[SOURCE MATERIAL]
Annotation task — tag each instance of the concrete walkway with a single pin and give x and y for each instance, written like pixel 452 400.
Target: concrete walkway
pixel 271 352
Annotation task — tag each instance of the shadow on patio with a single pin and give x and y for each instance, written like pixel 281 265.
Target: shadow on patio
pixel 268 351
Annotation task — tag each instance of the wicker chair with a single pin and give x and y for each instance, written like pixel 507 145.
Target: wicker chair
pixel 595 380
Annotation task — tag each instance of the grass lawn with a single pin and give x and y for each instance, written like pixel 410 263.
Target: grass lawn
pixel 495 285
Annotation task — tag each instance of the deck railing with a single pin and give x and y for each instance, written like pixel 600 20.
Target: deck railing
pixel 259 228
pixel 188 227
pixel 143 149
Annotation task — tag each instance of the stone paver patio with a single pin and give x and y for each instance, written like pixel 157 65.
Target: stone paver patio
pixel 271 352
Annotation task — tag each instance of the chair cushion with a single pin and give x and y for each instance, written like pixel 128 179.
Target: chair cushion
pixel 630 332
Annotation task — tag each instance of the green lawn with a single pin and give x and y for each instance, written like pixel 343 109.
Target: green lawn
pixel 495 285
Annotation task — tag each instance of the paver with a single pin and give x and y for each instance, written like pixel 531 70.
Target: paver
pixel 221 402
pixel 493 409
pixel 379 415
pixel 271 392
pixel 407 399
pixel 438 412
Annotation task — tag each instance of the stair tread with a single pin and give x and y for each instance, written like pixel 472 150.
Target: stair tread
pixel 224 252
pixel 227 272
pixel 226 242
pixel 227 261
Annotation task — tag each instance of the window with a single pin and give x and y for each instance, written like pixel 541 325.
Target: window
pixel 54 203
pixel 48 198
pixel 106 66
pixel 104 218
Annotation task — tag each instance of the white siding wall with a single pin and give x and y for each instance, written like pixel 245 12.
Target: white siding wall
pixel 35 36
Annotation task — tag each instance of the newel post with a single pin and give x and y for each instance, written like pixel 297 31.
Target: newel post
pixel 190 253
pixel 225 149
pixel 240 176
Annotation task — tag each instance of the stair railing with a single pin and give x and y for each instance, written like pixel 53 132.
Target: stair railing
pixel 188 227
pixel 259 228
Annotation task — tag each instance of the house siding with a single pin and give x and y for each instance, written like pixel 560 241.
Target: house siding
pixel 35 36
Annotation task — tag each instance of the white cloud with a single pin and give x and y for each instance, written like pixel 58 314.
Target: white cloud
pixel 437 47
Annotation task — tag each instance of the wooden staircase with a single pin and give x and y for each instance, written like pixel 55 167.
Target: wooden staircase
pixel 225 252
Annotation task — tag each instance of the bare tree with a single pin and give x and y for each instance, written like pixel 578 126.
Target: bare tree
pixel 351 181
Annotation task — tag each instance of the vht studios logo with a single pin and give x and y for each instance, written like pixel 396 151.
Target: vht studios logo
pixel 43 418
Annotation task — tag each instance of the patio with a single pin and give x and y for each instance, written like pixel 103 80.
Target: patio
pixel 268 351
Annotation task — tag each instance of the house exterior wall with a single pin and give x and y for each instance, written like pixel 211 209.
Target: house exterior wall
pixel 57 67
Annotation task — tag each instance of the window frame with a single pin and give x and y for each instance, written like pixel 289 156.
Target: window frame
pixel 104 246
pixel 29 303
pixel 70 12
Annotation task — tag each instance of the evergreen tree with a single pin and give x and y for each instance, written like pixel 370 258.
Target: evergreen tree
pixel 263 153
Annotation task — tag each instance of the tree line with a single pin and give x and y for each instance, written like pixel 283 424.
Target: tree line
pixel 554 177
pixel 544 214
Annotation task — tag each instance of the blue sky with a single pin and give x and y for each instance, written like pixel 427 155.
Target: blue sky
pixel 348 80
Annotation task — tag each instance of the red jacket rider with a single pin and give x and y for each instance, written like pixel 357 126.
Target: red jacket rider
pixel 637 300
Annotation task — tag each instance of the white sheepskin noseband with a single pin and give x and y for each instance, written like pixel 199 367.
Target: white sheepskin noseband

[DIRECTIONS FOR THIS TASK] Take from the material every line that holds "sheepskin".

[SOLUTION BELOW]
Annotation task — tag each instance of the white sheepskin noseband with a single pin and give x and y for each instance, written like pixel 199 367.
Target: white sheepskin noseband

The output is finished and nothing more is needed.